AUFGABEN UND ÜBUNGEN:
(a) Beantworte anhand des Auszugs diese Fragen:
(i) Wie viele Palästinenser wurden in den letzten 10 Monaten im Westjordanland und in Ostjerusalem getötet?
(ii) Vor welchem Gremium hielt Netanjahu eine Rede?
(iii) Wie viele F-15-Kampfflugzeuge umfasst der von den USA genehmigte Waffenverkauf?
(b) Gib den Abschnitt des Auszugs zwischen „Anfang dieses Monats“ und „in der Region.“ einschließlich wortgetreu aus.

AUSGEWÄHLTER AUSZUG:
Diese und andere Angriffe gingen den Anschlägen vom 7. Oktober 2023 voraus, von denen die Netanjahu-Regierung im Voraus Kenntnis hatte und die sie durch den Abzug der Sicherheitskräfte von der Grenze zum Gazastreifen begünstigte. Das Netanjahu-Regime ergriff die Gelegenheit, einen Völkermord und eine ethnische Säuberung des Gazastreifens einzuleiten.

Der Völkermord in Gaza ging mit einem Anstieg der Siedlerangriffe und Razzien des israelischen Militärs im Westjordanland und in Ostjerusalem einher. In den letzten 10 Monaten wurden 652 Palästinenser in diesen Gebieten getötet.

Dieses massive Verbrechen wird von den Vereinigten Staaten und ihren imperialistischen Verbündeten finanziert, ermöglicht und politisch verteidigt.

Der Angriff auf das Westjordanland erfolgt nur einen Monat nach der Rückkehr Netanjahus von einer Rede vor dem US-Kongress. In dieser Rede hatte er angekündigt, Israels Krieg gegen die palästinensische Bevölkerung zu einem Konflikt im gesamten Nahen Osten auszuweiten, der sich vor allem gegen den Iran richtet.

Die demokratischen und republikanischen Mitglieder beider Häuser des Kongresses feierten Netanjahu mit stehenden Ovationen, und es folgten mehrere separate Treffen mit US-Präsident Joe Biden und Vizepräsidentin Kamala Harris. Nach ihrem Treffen mit Netanjahu erklärte Harris: „Ich werde immer dafür sorgen, dass Israel in der Lage ist, sich selbst zu verteidigen, auch gegen den Iran und gegen die vom Iran unterstützten Milizen wie Hamas und Hisbollah.“ Damit hat sie faktisch grünes Licht für eine Ausweitung des Kriegs über den Gazastreifen hinaus gegeben.

Anfang dieses Monats genehmigten die USA einen Waffenverkauf im Wert von 20 Milliarden Dollar an Israel. Er umfasst 50 F-15-Kampfflugzeuge, moderne Luft-Luft-Raketen (AMRAAMs), 120-mm-Panzermunition, hochexplosive Granatwerfer und taktische Fahrzeuge. Ziel ist es, Israel mit den nötigen Ressourcen auszustatten, um den Krieg über Gaza hinaus auszuweiten.

Die USA unterstützen den Völkermord im Rahmen ihres eskalierenden globalen Kriegs gegen Russland und China. Israel ist der Dreh- und Angelpunkt an der Nahostfront dieses globalen Kriegs und dient als Kampfhund der USA gegen den Iran und seine Verbündeten in der Region.

ANGEZEIGTE DATEN:
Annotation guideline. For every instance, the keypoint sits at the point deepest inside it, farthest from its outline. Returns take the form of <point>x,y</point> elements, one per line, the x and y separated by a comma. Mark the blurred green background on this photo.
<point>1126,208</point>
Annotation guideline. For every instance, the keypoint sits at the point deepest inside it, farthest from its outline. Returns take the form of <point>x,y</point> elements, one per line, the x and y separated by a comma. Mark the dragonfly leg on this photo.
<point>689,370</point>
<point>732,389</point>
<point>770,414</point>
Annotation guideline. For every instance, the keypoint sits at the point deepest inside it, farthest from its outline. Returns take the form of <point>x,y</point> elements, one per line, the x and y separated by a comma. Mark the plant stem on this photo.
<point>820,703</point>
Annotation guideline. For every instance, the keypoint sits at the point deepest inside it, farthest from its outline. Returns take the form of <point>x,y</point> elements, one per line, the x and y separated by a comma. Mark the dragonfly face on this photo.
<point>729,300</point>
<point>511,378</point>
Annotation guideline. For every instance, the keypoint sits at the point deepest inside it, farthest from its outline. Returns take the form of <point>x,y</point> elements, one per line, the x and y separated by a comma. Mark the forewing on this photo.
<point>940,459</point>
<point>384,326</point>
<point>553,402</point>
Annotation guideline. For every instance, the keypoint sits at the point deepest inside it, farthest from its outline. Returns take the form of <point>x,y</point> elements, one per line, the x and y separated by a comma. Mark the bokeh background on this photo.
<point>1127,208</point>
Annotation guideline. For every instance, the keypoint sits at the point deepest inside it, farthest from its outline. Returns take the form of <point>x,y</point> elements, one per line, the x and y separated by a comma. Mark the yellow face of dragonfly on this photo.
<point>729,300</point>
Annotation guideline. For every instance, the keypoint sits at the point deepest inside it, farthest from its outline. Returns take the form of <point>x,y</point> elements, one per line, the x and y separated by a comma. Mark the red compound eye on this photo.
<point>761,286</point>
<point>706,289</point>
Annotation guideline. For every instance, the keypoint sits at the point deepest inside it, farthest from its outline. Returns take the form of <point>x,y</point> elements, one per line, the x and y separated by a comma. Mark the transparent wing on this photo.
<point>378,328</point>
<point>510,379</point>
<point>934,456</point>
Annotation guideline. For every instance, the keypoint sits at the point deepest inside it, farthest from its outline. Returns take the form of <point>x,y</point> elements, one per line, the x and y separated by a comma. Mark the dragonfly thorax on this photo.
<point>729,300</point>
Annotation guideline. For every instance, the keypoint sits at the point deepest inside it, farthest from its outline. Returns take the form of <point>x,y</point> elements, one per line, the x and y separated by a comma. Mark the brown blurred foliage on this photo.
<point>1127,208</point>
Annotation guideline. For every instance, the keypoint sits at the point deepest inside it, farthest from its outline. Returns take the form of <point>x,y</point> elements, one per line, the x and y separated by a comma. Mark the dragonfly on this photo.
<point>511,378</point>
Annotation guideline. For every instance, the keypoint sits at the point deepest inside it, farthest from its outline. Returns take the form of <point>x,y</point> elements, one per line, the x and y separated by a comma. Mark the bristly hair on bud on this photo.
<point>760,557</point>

ANTWORTEN:
(a)
(i) 652
(ii) Vor dem US-Kongress
(iii) 50

(b)
Anfang dieses Monats genehmigten die USA einen Waffenverkauf im Wert von 20 Milliarden Dollar an Israel. Er umfasst 50 F-15-Kampfflugzeuge, moderne Luft-Luft-Raketen (AMRAAMs), 120-mm-Panzermunition, hochexplosive Granatwerfer und taktische Fahrzeuge. Ziel ist es, Israel mit den nötigen Ressourcen auszustatten, um den Krieg über Gaza hinaus auszuweiten.

Die USA unterstützen den Völkermord im Rahmen ihres eskalierenden globalen Kriegs gegen Russland und China. Israel ist der Dreh- und Angelpunkt an der Nahostfront dieses globalen Kriegs und dient als Kampfhund der USA gegen den Iran und seine Verbündeten in der Region.